(Exercise aim): Continue the guide below on sending Supabase logs to Sentry, starting right after its final line.

Pipe your Supabase infrastructure logs into Sentry so you can filter, monitor, and alert on database connections, edge function errors, and unusual log patterns without watching the Supabase dashboard.

Features
Logs Alerts
Category Monitoring
Time
15-20 minutes
Difficulty
Intermediate
Steps
7 steps

Before you start

Accounts & access
Knowledge
  • Basic familiarity with the Sentry UI (projects, issues, alerts)
  • Understanding of what Supabase logs contain (database events, edge function logs, API gateway logs)

1
Create a dedicated Sentry project for the log drain

Go to Settings > Projects and create a new project. Keep it separate from your application's Sentry project. The log drain sends all Supabase infrastructure logs (database, edge functions, API gateway, auth), and mixing them with your app errors makes both harder to triage. Name it something like supabase-logs so it's easy to identify.

Supabase log drain setup docs
Sentry project creation page showing platform picker, alert frequency set to create alerts later, and project slug set to supabase-log-drains

2
Copy the DSN from your new project

Open your new project's settings in Sentry and find the DSN (Data Source Name) under Client Keys. Copy it. You'll paste it into Supabase in the next step. The DSN tells Supabase where to send the logs.

Supabase log drain setup docs

3
Configure the log drain in Supabase

In your Supabase dashboard, navigate to Project Settings > Integrations (or Observability > Log Drains depending on your Supabase version). Add a new log drain destination, select Sentry, and paste the DSN you copied. Save the configuration. Supabase will start forwarding all log events to your Sentry project. There's no filtering at the source, so everything comes through.

Supabase log drain setup docs
Supabase Add destination form with Type set to Sentry and the DSN field highlighted

4
Verify logs are flowing in the Logs Explorer

Open Explore > Logs in Sentry and select your new log drain project from the project dropdown. You should see log entries appearing within a minute or two. If nothing shows up, double-check the DSN in Supabase and make sure the project is selected in the Sentry UI.

Sentry Logs Explorer docs
Sentry Logs Explorer showing the supabase-log-drain project with a bar chart of log volume and entries including connection received, shutdown, and GET request logs

5
Filter logs by severity and message

Supabase sends all log levels (debug, info, warning, error, and fatal) so the first thing you'll want to do is filter out the noise. Use the search bar to narrow down to what matters.

  • severity:error to see only errors
  • message:connection received to monitor healthy database connections
  • severity:!info message:connection received to combine filters and exclude routine info-level logs
Sentry Logs Explorer docs

6
Create a monitor from your log query

Once you have a filtered log query that represents a signal you care about (like message:connection received), click Save as Monitor. Configure the monitor conditions:

  • Metric — count (number of matching log events)
  • Time window — e.g. 1 hour
  • Threshold — e.g. alert if the count drops below 10 per hour, which could indicate your database is losing connections
  • Dynamic alerting — use anomaly detection instead of a static threshold if you don't know your baseline yet. Sentry's ML will learn the normal pattern and alert on deviations
Sentry Monitors docs
Sentry Logs Explorer with severity and message filters applied, showing the Save as dropdown with Monitor for option

7
Attach an alert rule with notification channels

Navigate to Alerts and create a new alert rule linked to your monitor. Configure the trigger conditions and who gets notified:

  • Trigger — when the monitor's threshold is breached (e.g. a new issue is created)

(Data provided):

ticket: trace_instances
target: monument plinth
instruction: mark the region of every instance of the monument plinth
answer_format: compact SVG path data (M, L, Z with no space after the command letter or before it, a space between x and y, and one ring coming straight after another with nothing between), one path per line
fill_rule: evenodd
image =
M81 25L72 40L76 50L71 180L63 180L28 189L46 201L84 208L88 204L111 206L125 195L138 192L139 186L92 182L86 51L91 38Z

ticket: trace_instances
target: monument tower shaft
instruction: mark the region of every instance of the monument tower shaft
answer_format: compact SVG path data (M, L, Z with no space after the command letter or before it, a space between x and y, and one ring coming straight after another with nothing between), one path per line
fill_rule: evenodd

(The result):
  • Notify — send to a team, Slack channel, email, or integrations like Linear and GitHub
  • Resolve — optionally notify when things return to normal so the team knows the incident is over
Sentry alert creation docs
Sentry alert rule configuration showing WHEN, IF, and THEN conditions with team notification to a Slack channel and options for Slack, Email, Linear, and GitHub

That's it.

Your infrastructure talks back now.

When Supabase database connections drop or edge functions start failing, your team gets notified through the channels they already use, before users notice.

  • Created a dedicated Sentry project for Supabase infrastructure logs
  • Connected a Supabase log drain to Sentry using a DSN
  • Filtered logs by severity and message in the Logs Explorer
  • Built a monitor that tracks log volume over a rolling time window
  • Configured alert rules to notify your team via email or Slack when thresholds are breached

Pro tips

  • 💡 Use a dedicated Sentry project for the log drain. Mixing infrastructure logs with application errors makes both harder to triage and can skew your issue counts.
  • 💡 Start with dynamic alerting (anomaly detection) if you don't know your baseline. Once you understand the normal pattern, switch to static thresholds for more predictable behavior.
  • 💡 Create separate monitors for different signal types (one for database connections, one for edge function errors, one for auth failures) so you can tune thresholds independently.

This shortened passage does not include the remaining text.